> Page excerpt:

________

Eddie Van Halen dies after long battle with throat cancer – WISH-TV | Indianapolis News | Indiana Weather


(WISH/AP) — Musician Eddie Van Halen died Tuesday morning after a decadelong battle with throat cancer, his son said in a Twitter post. He was 65.

TMZ confirmed the news about the main songwriter and founder of the American rock band Van Halen. The guitarist founded the band in 1972 with brother and drummer Alex Van Halen, bassist Mark Stone and singer David Lee Roth. Stone was replaced by Michael Anthony to create the band’s “classic” lineup. Roth was replaced by Sammy Hagar in 1985.

Wolf Van Halen wrote on Twitter, “I can’t believe I’m having to write this, but my father, Edward Lodewijk Van Halen, has lost his long and arduous battle with cancer this morning. He was the best father I could ever ask for. Every moment I’ve shared with him on and off stage was a gift. My heart is broken and I don’t think I’ll ever fully recover from this loss. I love you so much, Pop.”

TMZ reported he died at St. Johns Hospital in Santa Monica, California. His wife, Janie, was by his side, along with his son, Wolfgang, and Alex, Eddie’s brother and drummer.

Hagar tweeted, “Heartbroken and speechless. My love to the family.”

Van Halen is among the top 20 best-selling artists of all time and the band was inducted into the Rock and Roll Hall of Fame in 2007. Rolling Stone magazine put Eddie Van Halen at No. 8 in its list of the 100 greatest guitarists.

Rolling Stone readers in 2011 chose their top Van Halen songs: “Unchained” (1981), “Panama” (1984), “Hot for Teacher” (1984), “Ain’t Talkin’ ’bout Love” (1978) and “Jump” (1984).

Although he could not read music, he was an autodidact who could play almost any instrument. He was a classically trained pianist who also created some of the most distinctive guitar riffs in rock history. He was a Dutch immigrant who was considered one of the greatest American guitarists of his generation.

In Van Halen’s obituary on RollingStone.com, Andy Greene wrote: “Were it not for his titanic influence, hard rock after the late 1970s would have evolved in unimaginably different ways. He may not have invented two-handed tapping, but he perfected the practice and introduced it to a mass audience. Yet despite his complete mastery of the electric guitar, he never learned to read music.”

________

> Dataset excerpts:
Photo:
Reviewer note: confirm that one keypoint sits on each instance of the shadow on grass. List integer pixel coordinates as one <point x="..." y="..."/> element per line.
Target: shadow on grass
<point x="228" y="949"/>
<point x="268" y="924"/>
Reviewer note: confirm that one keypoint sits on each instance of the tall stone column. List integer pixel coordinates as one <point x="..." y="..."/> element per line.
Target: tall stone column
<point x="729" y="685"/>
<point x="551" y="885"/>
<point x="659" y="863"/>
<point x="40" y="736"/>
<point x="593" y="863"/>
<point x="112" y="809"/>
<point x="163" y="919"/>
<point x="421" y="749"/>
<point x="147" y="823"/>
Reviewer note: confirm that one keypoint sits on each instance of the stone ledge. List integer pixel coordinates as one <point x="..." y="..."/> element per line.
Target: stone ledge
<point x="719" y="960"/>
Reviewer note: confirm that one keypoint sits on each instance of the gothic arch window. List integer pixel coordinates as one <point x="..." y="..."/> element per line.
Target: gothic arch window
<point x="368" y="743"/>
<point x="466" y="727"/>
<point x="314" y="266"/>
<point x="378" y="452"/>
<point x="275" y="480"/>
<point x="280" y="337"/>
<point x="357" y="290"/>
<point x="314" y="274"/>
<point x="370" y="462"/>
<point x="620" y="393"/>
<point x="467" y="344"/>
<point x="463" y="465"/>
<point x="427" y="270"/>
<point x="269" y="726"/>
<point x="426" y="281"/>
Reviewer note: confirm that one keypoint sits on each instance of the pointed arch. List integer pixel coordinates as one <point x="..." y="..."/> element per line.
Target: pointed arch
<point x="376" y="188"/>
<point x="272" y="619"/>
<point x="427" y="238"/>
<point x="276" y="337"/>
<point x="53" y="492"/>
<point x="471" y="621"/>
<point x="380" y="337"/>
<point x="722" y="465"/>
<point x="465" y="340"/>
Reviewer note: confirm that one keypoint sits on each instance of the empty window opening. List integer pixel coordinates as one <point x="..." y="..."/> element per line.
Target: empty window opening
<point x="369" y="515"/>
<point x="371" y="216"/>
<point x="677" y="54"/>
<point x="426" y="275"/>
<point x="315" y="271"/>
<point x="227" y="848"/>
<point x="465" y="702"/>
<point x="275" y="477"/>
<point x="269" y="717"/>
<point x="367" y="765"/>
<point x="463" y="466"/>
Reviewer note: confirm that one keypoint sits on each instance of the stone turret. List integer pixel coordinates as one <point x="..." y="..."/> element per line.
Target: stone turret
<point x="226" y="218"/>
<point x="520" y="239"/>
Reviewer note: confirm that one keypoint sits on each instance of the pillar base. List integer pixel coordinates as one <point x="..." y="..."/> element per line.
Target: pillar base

________

> Problems and tasks:
**1.** Print the part of the Eddie Van Halen article starting with "Wolf Van Halen" and going on through "brother and drummer.".
**2.** In the Eddie Van Halen article, in what year was the band inducted into the Rock and Roll Hall of Fame?
These records have no connection to the Eddie Van Halen article.

> Answers to each task:
**1.**
Wolf Van Halen wrote on Twitter, “I can’t believe I’m having to write this, but my father, Edward Lodewijk Van Halen, has lost his long and arduous battle with cancer this morning. He was the best father I could ever ask for. Every moment I’ve shared with him on and off stage was a gift. My heart is broken and I don’t think I’ll ever fully recover from this loss. I love you so much, Pop.”

TMZ reported he died at St. Johns Hospital in Santa Monica, California. His wife, Janie, was by his side, along with his son, Wolfgang, and Alex, Eddie’s brother and drummer.

**2.** 2007